TASK TO COMPLETE » Starting at the top of the records, output every line through the one that contains "Query: glass skyscraper facade", keeping each exactly as it appears.
[PROVIDED MATERIAL Boundary: Start]
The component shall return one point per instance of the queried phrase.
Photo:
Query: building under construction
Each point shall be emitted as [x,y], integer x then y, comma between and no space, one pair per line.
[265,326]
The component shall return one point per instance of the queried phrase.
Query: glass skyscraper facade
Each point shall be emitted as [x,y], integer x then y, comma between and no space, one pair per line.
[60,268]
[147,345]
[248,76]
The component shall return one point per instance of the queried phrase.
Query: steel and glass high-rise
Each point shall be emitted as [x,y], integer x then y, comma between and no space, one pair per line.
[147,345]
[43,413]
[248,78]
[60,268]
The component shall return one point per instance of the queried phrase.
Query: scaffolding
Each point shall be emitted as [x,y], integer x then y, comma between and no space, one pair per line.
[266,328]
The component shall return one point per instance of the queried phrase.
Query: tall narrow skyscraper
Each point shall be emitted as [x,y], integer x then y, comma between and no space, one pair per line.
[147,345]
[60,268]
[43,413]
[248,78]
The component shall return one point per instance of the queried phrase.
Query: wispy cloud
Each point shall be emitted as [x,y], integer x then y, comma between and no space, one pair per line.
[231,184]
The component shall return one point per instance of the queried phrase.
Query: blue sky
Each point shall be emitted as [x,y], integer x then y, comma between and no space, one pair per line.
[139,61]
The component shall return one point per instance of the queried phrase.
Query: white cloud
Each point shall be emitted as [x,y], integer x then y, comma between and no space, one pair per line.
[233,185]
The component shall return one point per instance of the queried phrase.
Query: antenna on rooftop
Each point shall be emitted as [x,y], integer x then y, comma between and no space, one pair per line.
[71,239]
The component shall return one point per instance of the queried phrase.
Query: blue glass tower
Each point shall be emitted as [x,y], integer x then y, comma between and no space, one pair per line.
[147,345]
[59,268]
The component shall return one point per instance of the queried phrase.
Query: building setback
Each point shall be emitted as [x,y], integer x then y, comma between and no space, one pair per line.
[PROVIDED MATERIAL Boundary: End]
RESPONSE BOX »
The component shall return one point per instance of the queried phrase.
Photo:
Query: building under construction
Each point shall be emitted as [x,y], integer x then y, comma between and no space, one pair per line.
[265,326]
The component shall return one point per instance of the queried phrase.
Query: glass skyscraper facade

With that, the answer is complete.